_What to do_
Retype the records below word for word, from their first line through the line that contains "789L1054 787L1053 790L1046", and leave out the pictures.

** START **

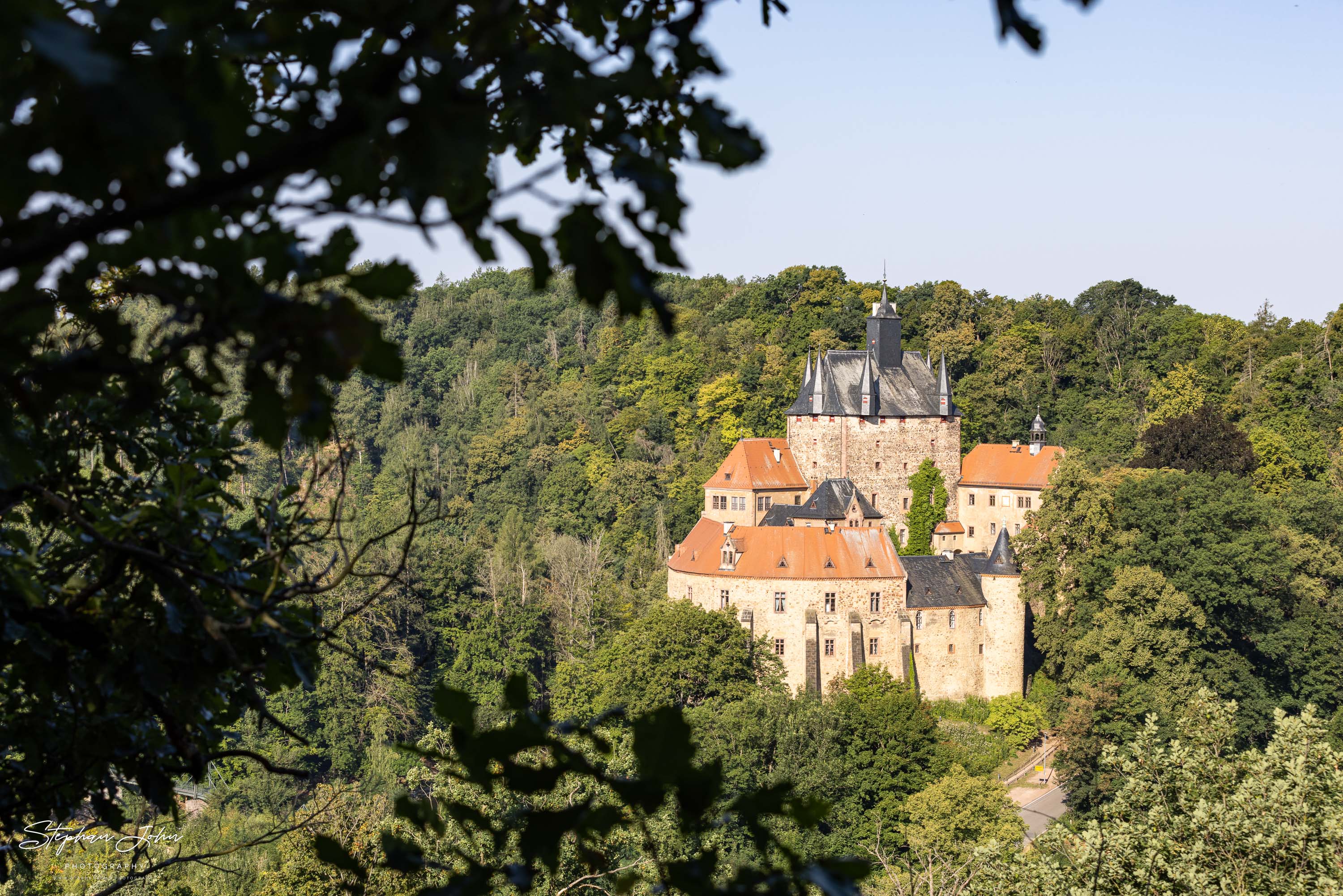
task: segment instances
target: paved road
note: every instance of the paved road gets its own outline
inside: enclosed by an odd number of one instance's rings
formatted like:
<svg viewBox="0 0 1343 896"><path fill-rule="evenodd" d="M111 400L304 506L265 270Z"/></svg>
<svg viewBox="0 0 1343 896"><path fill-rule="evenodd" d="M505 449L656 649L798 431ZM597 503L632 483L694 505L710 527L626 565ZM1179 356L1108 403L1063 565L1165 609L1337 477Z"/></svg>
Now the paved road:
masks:
<svg viewBox="0 0 1343 896"><path fill-rule="evenodd" d="M1064 789L1054 787L1053 790L1046 790L1042 795L1017 810L1021 819L1026 822L1027 844L1045 833L1045 827L1049 827L1049 822L1054 821L1068 810L1068 807L1064 806L1064 797L1066 797Z"/></svg>

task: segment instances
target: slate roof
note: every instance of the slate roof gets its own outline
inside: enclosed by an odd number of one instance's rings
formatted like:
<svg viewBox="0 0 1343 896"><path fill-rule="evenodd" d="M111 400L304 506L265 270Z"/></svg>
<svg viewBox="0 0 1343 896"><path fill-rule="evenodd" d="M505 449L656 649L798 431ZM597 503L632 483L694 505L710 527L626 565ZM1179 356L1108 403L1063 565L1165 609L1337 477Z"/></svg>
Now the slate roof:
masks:
<svg viewBox="0 0 1343 896"><path fill-rule="evenodd" d="M864 349L826 352L813 369L803 373L798 400L788 407L787 412L792 415L864 415L861 386L868 359L869 353ZM808 367L813 365L808 364ZM928 368L920 352L907 351L904 363L898 367L877 367L873 361L872 372L877 388L876 416L939 416L937 373ZM818 375L821 377L819 394L817 392ZM952 403L951 412L960 414L955 403Z"/></svg>
<svg viewBox="0 0 1343 896"><path fill-rule="evenodd" d="M900 563L907 576L905 606L912 610L982 607L986 600L979 576L1019 575L1007 529L998 532L994 549L988 553L907 556L900 557Z"/></svg>
<svg viewBox="0 0 1343 896"><path fill-rule="evenodd" d="M728 539L740 556L735 570L720 570ZM894 579L905 575L884 528L826 532L821 527L736 525L729 535L724 533L721 523L709 517L700 517L673 551L667 567L743 579Z"/></svg>
<svg viewBox="0 0 1343 896"><path fill-rule="evenodd" d="M858 497L858 510L864 520L882 519L881 510L872 506L853 480L826 480L808 494L802 504L775 504L760 519L760 525L788 525L790 519L799 520L842 520L849 513L849 502ZM813 506L815 505L815 506Z"/></svg>
<svg viewBox="0 0 1343 896"><path fill-rule="evenodd" d="M779 459L774 459L774 453ZM723 458L706 489L804 489L788 439L741 439Z"/></svg>
<svg viewBox="0 0 1343 896"><path fill-rule="evenodd" d="M960 485L1042 489L1062 457L1064 449L1056 445L1046 445L1038 454L1025 445L976 445L960 462Z"/></svg>
<svg viewBox="0 0 1343 896"><path fill-rule="evenodd" d="M1007 539L1007 527L998 529L998 540L994 549L988 552L988 562L979 570L980 575L1019 575L1017 568L1017 552L1011 549Z"/></svg>
<svg viewBox="0 0 1343 896"><path fill-rule="evenodd" d="M979 574L972 560L983 553L956 553L900 557L905 567L905 606L912 610L928 607L982 607L984 592L979 587Z"/></svg>

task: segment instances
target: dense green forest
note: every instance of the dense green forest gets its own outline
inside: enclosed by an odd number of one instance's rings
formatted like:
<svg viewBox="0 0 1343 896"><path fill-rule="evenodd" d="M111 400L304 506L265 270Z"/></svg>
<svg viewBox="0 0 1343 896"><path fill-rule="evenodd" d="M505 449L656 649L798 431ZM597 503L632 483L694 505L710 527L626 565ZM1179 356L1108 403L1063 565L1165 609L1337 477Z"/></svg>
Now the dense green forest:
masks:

** END **

_Complete answer_
task: segment instances
target: paved road
note: every instance of the paved road gets its own outline
inside: enclosed by an odd number of one instance's rings
formatted like:
<svg viewBox="0 0 1343 896"><path fill-rule="evenodd" d="M111 400L304 506L265 270Z"/></svg>
<svg viewBox="0 0 1343 896"><path fill-rule="evenodd" d="M505 449L656 649L798 431ZM597 503L632 483L694 505L710 527L626 565ZM1179 356L1108 403L1063 565L1165 609L1337 477Z"/></svg>
Now the paved road:
masks:
<svg viewBox="0 0 1343 896"><path fill-rule="evenodd" d="M1064 789L1054 787L1053 790L1046 790L1042 795L1017 810L1021 819L1026 822L1027 844L1045 833L1045 827L1049 827L1049 822L1054 821L1068 810L1068 807L1064 806L1064 797L1066 797Z"/></svg>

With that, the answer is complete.